BEGIN Supplied records

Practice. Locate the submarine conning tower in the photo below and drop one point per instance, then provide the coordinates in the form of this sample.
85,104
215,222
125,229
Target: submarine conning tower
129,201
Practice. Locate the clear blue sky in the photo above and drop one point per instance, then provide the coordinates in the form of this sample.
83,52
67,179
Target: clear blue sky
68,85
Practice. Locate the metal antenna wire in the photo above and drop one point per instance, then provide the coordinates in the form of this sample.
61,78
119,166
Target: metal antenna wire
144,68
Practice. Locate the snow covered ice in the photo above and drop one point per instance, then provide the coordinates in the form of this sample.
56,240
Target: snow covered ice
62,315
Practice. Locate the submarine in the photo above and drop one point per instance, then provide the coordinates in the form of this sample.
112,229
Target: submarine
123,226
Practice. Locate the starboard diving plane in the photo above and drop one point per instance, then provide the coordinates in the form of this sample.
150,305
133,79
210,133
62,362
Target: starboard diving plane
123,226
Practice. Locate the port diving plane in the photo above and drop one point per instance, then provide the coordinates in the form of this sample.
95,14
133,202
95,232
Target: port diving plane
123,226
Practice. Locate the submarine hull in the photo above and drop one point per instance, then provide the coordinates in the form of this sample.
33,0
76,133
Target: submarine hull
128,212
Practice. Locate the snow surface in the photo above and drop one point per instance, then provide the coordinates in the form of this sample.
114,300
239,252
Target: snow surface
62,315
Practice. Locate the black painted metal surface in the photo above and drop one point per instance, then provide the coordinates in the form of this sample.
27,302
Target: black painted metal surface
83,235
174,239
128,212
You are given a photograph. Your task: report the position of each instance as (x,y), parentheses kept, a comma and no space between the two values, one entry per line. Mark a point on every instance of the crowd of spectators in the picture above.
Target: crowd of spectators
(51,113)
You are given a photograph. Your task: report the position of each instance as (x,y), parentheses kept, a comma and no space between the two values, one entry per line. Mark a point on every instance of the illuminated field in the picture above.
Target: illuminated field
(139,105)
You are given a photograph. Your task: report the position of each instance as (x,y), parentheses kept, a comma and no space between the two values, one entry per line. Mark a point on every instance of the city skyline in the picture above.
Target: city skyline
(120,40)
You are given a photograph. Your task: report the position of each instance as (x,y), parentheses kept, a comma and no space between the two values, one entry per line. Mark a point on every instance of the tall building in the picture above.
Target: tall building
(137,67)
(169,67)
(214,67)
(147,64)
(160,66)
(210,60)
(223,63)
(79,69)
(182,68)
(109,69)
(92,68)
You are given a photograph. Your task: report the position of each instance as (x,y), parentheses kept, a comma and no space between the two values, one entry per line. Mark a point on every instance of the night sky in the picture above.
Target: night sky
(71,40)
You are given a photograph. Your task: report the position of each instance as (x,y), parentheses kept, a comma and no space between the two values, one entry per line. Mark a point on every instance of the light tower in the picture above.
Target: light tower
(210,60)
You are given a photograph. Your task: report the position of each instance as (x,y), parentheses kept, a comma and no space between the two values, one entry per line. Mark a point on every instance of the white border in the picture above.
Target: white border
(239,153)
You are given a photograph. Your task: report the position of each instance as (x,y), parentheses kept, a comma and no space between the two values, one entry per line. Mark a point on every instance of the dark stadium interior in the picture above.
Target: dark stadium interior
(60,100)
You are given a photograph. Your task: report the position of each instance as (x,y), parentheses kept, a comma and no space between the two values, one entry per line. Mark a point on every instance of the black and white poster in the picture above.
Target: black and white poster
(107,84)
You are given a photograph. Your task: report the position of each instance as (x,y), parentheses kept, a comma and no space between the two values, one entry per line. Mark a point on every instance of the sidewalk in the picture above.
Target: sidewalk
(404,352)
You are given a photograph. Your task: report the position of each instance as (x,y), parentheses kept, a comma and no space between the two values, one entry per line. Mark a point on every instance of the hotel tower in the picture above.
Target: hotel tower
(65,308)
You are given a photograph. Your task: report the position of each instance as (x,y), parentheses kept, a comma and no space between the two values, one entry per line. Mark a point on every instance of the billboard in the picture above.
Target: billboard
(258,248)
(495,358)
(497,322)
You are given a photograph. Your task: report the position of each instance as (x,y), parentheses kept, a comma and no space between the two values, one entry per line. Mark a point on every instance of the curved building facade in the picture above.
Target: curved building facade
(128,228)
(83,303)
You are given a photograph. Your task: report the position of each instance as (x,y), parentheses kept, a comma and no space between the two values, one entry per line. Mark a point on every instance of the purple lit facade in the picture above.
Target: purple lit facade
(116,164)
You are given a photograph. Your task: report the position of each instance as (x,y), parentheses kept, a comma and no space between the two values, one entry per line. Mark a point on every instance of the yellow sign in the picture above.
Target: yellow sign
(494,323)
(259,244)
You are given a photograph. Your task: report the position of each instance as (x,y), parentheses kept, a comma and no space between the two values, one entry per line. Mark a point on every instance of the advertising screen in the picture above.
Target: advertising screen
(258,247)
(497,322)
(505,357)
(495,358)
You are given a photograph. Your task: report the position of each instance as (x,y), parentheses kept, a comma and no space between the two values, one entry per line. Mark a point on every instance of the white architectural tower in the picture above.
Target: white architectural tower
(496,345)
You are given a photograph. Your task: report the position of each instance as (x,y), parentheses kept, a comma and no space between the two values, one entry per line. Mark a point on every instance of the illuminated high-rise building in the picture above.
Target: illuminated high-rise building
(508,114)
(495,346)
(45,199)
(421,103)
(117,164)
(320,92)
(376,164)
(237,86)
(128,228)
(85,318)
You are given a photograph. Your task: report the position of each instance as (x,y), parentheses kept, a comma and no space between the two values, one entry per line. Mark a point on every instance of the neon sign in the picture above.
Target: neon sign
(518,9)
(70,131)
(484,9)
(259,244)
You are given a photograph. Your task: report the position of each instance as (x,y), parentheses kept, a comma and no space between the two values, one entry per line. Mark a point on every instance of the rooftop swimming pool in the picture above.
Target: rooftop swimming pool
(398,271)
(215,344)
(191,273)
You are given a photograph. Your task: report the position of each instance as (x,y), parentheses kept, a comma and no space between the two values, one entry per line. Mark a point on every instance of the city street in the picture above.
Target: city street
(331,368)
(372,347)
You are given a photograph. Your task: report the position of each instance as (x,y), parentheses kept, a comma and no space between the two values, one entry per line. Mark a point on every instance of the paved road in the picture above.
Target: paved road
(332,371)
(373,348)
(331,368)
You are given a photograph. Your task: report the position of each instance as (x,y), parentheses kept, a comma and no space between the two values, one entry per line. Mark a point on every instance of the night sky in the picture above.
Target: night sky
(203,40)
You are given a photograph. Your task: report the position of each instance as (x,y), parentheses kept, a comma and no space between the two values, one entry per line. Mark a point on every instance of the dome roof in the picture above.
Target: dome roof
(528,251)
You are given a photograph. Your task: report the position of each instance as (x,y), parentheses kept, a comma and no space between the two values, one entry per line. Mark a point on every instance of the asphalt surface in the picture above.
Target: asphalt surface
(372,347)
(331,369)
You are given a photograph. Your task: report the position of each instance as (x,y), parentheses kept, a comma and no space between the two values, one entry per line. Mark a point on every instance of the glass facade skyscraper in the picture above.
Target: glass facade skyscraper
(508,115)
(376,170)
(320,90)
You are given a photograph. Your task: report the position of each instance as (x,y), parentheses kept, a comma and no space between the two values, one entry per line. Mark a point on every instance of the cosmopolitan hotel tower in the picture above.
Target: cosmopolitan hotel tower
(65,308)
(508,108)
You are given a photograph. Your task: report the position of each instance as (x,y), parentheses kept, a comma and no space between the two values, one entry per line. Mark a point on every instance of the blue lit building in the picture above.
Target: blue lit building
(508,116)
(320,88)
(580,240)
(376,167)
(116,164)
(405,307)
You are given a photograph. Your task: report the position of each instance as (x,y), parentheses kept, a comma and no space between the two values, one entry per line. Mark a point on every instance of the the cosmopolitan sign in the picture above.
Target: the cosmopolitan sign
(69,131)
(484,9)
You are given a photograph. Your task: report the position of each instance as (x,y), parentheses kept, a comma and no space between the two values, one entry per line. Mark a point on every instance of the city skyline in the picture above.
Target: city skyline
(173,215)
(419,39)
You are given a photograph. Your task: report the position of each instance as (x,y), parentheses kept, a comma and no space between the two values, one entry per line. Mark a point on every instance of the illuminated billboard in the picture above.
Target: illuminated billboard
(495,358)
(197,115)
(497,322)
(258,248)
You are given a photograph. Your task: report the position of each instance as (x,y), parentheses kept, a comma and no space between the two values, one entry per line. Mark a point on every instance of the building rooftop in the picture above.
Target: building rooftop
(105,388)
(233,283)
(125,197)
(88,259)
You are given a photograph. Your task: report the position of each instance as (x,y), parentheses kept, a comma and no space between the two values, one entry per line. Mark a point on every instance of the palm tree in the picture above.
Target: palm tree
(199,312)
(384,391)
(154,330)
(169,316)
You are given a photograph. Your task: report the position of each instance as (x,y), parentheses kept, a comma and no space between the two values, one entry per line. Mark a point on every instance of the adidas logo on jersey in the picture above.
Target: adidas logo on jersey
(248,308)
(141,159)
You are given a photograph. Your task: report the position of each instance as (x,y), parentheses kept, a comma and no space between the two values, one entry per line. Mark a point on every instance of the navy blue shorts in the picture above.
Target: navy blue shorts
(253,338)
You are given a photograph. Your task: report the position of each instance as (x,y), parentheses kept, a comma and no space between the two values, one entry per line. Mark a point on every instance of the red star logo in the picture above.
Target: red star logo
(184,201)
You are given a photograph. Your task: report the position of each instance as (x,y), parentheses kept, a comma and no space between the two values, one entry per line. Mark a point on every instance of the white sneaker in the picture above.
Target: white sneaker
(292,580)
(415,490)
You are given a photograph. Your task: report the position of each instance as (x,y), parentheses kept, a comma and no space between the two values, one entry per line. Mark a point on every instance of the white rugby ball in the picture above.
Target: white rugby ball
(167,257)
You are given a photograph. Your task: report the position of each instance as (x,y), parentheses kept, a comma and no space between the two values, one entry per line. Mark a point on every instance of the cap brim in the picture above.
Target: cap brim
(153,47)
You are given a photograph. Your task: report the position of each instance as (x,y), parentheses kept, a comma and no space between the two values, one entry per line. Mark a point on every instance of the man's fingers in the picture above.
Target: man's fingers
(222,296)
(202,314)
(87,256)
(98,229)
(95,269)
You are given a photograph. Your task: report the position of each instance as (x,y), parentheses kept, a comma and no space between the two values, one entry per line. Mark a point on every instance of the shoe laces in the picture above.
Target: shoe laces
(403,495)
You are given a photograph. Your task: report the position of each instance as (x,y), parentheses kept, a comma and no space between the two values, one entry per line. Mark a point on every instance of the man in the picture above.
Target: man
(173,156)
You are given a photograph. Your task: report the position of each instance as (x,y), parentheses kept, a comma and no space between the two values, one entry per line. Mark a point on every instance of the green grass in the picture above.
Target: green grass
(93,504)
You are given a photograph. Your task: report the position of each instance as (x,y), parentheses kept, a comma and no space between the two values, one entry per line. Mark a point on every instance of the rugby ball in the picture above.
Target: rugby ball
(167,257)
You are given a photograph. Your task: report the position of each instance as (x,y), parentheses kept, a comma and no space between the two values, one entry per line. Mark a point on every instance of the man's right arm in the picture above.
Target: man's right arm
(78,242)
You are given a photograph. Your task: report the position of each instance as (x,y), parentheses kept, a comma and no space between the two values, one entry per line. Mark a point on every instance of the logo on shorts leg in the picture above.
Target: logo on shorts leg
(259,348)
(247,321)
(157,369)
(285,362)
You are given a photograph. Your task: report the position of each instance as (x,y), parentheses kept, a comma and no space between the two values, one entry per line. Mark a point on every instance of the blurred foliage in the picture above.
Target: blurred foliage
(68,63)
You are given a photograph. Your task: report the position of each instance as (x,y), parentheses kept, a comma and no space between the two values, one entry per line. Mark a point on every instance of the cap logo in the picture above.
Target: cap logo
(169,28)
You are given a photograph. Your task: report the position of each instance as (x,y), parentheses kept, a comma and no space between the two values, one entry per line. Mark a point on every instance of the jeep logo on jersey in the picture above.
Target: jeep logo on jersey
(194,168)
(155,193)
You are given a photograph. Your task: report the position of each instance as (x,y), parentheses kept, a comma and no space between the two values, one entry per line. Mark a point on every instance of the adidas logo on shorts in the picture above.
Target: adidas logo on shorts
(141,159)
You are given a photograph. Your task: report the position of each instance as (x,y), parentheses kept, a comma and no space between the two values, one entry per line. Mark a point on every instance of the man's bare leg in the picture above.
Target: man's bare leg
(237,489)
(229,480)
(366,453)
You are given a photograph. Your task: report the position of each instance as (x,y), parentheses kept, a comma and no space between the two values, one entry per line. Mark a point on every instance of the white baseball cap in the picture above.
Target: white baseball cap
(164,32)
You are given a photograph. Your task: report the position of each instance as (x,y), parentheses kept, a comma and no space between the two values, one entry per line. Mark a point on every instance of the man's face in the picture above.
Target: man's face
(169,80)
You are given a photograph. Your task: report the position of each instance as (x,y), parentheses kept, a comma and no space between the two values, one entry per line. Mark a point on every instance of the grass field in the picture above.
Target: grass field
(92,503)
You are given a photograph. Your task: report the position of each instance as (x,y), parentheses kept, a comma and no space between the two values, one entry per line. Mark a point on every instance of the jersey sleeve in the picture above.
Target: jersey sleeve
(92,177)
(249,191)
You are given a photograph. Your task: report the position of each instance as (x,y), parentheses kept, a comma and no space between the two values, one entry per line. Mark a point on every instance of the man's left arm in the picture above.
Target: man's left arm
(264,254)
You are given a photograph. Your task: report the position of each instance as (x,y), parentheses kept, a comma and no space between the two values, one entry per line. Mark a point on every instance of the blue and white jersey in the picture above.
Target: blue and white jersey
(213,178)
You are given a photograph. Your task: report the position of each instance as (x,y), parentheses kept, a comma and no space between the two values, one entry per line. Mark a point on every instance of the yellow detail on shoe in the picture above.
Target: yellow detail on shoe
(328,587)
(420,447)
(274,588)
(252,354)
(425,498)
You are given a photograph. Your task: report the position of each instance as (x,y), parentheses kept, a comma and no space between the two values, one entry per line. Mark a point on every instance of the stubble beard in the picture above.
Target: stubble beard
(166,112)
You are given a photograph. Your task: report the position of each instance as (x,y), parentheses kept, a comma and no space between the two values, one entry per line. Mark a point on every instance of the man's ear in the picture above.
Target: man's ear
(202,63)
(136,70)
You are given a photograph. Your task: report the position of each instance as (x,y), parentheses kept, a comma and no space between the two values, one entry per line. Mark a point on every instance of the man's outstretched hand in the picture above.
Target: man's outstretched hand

END Supplied records

> **Directions**
Your answer must consist of every line in the listing that contains "outstretched".

> **Answer space**
You are given a photograph. Your task: report the position of each instance as (x,y), parentheses kept, a comma and no space between the two values, one entry per line. Mark a point on every instance of the man's outstretched hand in the picture above.
Target: man's outstretched hand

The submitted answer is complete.